## ACTIVITY
Every line of the data needs to be returned exactly.

---

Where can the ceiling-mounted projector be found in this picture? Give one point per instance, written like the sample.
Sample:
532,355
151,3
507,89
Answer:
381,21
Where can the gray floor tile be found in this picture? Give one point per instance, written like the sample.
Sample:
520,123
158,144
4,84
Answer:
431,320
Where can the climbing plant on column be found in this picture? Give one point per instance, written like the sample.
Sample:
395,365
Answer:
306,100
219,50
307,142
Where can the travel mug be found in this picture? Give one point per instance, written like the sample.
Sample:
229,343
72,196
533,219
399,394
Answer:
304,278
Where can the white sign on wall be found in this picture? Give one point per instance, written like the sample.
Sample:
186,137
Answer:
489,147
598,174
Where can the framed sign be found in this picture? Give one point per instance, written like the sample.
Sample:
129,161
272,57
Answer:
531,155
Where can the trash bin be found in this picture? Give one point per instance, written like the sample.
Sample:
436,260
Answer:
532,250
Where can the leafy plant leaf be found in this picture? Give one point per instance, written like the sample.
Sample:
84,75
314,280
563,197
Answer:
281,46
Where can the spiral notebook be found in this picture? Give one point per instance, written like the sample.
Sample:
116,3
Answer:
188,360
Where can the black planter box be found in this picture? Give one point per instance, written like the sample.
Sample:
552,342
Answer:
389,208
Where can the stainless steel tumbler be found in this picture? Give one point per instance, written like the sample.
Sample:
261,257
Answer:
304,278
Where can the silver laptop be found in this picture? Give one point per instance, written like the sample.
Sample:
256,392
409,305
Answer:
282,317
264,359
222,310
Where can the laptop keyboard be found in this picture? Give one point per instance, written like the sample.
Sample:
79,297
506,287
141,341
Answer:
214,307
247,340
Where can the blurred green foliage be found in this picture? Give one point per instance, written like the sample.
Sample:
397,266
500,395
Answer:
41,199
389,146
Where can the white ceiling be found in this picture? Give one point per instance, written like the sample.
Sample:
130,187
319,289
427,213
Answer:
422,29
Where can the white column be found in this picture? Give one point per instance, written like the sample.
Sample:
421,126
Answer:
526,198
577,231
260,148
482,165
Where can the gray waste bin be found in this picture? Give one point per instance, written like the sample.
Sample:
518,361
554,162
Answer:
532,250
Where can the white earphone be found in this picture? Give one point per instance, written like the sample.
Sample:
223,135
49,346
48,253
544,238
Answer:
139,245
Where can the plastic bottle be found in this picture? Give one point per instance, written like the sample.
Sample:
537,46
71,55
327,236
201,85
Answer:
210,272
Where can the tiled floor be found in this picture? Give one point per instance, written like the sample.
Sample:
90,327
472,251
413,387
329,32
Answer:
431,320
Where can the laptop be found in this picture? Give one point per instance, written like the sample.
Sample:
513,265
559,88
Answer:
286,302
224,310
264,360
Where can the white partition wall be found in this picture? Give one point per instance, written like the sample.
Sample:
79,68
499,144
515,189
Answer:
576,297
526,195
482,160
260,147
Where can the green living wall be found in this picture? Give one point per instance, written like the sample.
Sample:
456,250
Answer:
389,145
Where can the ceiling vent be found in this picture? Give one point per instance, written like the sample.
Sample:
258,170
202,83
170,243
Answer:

---

## PROBLEM SOLUTION
Where can the ceiling-mounted projector be found in this picture? Give one point per instance, written like the sample.
Sample:
532,355
151,3
507,89
Answer:
381,21
Where can the gray floor tile be found in this picture? Give one point per instance, written like the sample.
Sample:
520,123
158,144
4,84
Answer:
431,320
Where can the climbing plant on column be found in this picture? Give one point per instance, written like the sample.
Sample:
395,365
Answer:
306,100
219,50
307,142
Where can the travel mug be found in this picture? Give one point per instance, written like the sample.
Sample:
229,343
72,196
533,219
399,394
Answer:
304,278
Where can the white sign on wall be found in this picture? Give one point per instance, written like the sample.
Sample:
186,137
Answer:
489,147
598,174
Where can the framed sign be found in this picture? Give one point per instance, written like the sample.
Sample:
129,161
272,57
Answer:
531,155
Where can the trash bin be found in this picture? Give one point per instance, written like the sample.
Sample:
436,260
Answer:
532,250
Where can the leafy plant leaf be found in this picture? Give one point per instance, written like the sample.
Sample:
84,75
314,280
563,197
Answer:
281,46
Where can the spiral notebook be found in this picture? Give one point per instance, written like the sample.
Sample:
116,3
Answer:
188,360
Where can the black planter box be found in this picture? Give one point per instance, written like the sample.
Sample:
552,342
Answer:
389,208
Where can the stainless steel tumbler be found in this picture? Give one point per instance, written like the sample.
Sample:
261,257
Answer:
304,278
Where can the silver laptop be found in this picture? Give one point per instance, written like the sample.
Sample:
256,392
409,305
Answer:
282,317
264,359
222,310
Where can the laptop keyboard be found in this picture? Give one point per instance, written like the sample.
Sample:
79,297
506,287
141,341
Answer:
214,307
247,340
Where can the blurred green foliage be found in this picture? Give one point per instance, written like the sample.
Sample:
397,266
500,395
Answer:
41,199
389,146
Where can the white ceiling be found in this picture? Give one point per instance, written like the sample.
Sample:
130,187
319,289
427,213
Answer:
422,29
Where can the white column be found in this picture? Give one point per instance, written like the sample.
Sample:
421,126
Answer:
526,198
577,231
260,148
482,165
Where can the gray waste bin be found in this picture? Give one point per instance, written like the sample.
Sample:
518,361
554,162
Answer:
532,250
Where can the white earphone be found in this picture? Give one point per instance, written like the sample.
Sample:
223,135
49,346
48,253
544,238
Answer:
139,245
Where can the plastic bottle be found in this picture? Give one point per instance, written like the sample.
Sample:
537,46
71,55
327,236
201,85
Answer:
210,272
Where can the tiled floor be found in this picture? Give one point per instance, written like the sample.
Sample:
90,327
472,251
413,387
329,32
Answer:
431,320
Where can the laptop be found in this picture? Give one point per instance, written like the sample.
Sample:
513,265
559,88
Answer:
286,302
224,310
264,360
Where can the white partition wall be found in this picture? Give one point per instance, written like the sample.
Sample:
79,68
499,144
515,189
Answer:
576,297
526,195
482,160
260,147
Where can the green living wall be found in this picture? Give one point per instance, written like the sample.
Sample:
456,250
Answer:
389,145
Where can the ceiling vent be found in this picture? Give one point per instance, written like the sample.
Sample:
258,170
202,83
170,243
Answer:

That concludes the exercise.